* OBJECTIVE:
Reproduce the listing below, substituting "locate" for every occurrence of "pinpoint" and keeping all else unchanged. Omit the pictures from your answer.

[Collected data entries]
-------

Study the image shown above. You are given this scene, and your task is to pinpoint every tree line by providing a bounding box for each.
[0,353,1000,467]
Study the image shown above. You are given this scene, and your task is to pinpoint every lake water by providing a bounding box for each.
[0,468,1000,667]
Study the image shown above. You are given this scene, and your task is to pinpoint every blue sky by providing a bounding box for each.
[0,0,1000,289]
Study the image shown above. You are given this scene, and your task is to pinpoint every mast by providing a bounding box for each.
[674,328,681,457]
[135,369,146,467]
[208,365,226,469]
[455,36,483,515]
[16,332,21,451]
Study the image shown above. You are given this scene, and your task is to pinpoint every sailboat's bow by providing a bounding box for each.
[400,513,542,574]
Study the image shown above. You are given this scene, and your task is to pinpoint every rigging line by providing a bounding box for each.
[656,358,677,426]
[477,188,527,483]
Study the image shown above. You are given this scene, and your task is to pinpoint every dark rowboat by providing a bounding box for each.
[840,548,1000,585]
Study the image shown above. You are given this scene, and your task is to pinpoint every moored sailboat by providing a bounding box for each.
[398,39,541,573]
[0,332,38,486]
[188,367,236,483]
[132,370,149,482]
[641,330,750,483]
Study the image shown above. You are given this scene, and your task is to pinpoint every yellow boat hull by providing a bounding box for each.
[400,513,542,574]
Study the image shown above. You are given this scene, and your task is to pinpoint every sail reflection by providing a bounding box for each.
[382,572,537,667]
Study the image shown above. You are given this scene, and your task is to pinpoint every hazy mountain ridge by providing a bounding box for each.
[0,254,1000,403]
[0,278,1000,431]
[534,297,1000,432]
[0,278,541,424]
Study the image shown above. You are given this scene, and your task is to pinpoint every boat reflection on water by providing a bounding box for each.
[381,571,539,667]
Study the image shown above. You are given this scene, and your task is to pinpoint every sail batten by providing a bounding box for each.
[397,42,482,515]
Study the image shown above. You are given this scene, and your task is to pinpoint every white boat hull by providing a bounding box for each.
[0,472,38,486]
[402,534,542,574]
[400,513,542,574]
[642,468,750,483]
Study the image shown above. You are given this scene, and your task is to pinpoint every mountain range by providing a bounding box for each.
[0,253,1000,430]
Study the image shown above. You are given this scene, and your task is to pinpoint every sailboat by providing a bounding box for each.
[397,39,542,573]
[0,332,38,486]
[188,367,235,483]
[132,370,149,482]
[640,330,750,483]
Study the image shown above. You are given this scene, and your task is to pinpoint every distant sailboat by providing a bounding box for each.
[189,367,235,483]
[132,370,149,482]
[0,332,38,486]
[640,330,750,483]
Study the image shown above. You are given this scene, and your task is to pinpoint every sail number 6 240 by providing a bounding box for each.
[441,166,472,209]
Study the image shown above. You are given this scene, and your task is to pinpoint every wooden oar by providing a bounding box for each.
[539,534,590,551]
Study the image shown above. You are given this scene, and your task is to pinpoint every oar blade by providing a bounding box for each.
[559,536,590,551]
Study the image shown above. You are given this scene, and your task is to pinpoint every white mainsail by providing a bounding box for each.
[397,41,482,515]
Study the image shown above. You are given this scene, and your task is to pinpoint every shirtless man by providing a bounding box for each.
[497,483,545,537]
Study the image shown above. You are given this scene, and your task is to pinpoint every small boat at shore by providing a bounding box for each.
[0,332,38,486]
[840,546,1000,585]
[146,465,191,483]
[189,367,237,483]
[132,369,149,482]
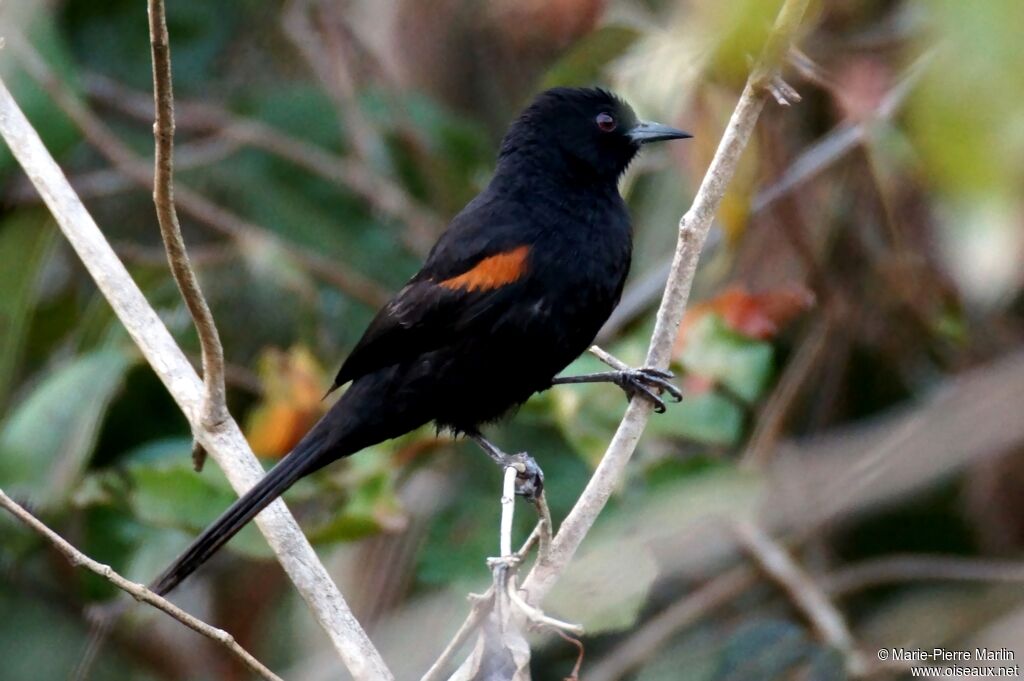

-------

* OUTPUT FOR THIS TASK:
Study the image shown above. You are given this scene, and your task is to locate every tree line by providing a bounding box for each.
[0,353,1000,467]
Study the image shown above. You are given this scene, and your task is to locate every lake water by providing a bounding box for each.
[0,468,1000,667]
Study the image shown above. You are given this scene, and your task is to locate every blue sky by providing a bounding box for each.
[0,0,1000,289]
Study the image shown above. You are given this scene, and your task is to locate every mast by providing a bounding box for each.
[674,328,681,457]
[135,369,146,467]
[208,365,226,469]
[455,36,483,515]
[16,332,21,451]
Study the image shown above. You are given this scene, and your task is to locate every sailboat's bow by providing a bounding box for each.
[400,513,542,574]
Study the image shown above. You are given this scene, and your task is to locate every rigging line by providing a bounding box for each.
[656,358,677,426]
[477,188,527,483]
Study the image shown above. You are given this scene, and your task is to locate every dark rowboat by providing a bounding box for each.
[840,548,1000,585]
Study the image shown above. You are given this scene, and your task is to locate every moored sailboat by providing a bounding box for each.
[398,39,541,573]
[0,332,38,486]
[188,367,236,483]
[132,370,149,482]
[641,330,750,483]
Study the image shown above. You are given this scene, and your task is to locate every yellow boat hull by providing a bounding box for each.
[400,513,542,574]
Study the image shown above. You are given this scene, and your task is to locate every sail reflection by providing a bounding box for each.
[382,572,537,667]
Study the image shown above. You are given this scene, and your task is to locate every hazy mountain ridge by providing a bounding box for each.
[0,254,1000,403]
[0,278,1000,431]
[534,297,1000,432]
[0,278,541,424]
Study the image shown above. You are given this scene, and your task is to locate every boat reflection on water by providing a bounding box for each.
[381,571,539,667]
Study the image shown above. You are given this scene, and your task is to locate every sail batten by providing a bounding box for each.
[397,42,482,515]
Study the image shown above. You are given this scene, and your task is to locate every white boat hull by providing a bounding box for each.
[0,472,38,486]
[402,534,542,574]
[400,513,542,574]
[642,468,750,483]
Study the image shown above. You are given this scene, and your task is to locate every mountain range by providing a bounding box for each.
[0,253,1000,430]
Study the image shown above. You are given this scene, and your task is to locate every sailboat by providing a bounding box for each.
[397,39,542,573]
[0,332,38,486]
[188,367,235,483]
[132,370,149,482]
[640,330,750,483]
Study the image shown above. You are given this scene, and your task is to locate every distant sailboat by providing a bounding box for each.
[189,367,235,483]
[132,370,149,482]
[0,332,38,486]
[640,330,750,483]
Study the image shown above. You are given this scene, and your task is to locate every sail number 6 240 by providing a bounding box for each.
[441,166,472,209]
Study the image shown above. You are given this scene, and your task is to locate every wooden oar by providing a bounding box for each.
[539,534,590,551]
Study the image shown above. You are given this scene, and your task is to locate every oar blade by providing a bounding box for each.
[559,536,590,551]
Study the image shown above. You are given this scene, and your task is to locate every white mainsail by providing a bounding box for each.
[397,41,482,515]
Study the image shown above. You are given this scene, and your task is to locate every shirtless man by providing a bounding box for each.
[497,483,545,537]
Study the image shown above. You are given this scene, and your task is to locate every small boat at shore by providing a bounding box for each.
[0,332,38,486]
[840,546,1000,585]
[146,465,191,483]
[189,367,237,483]
[132,369,149,482]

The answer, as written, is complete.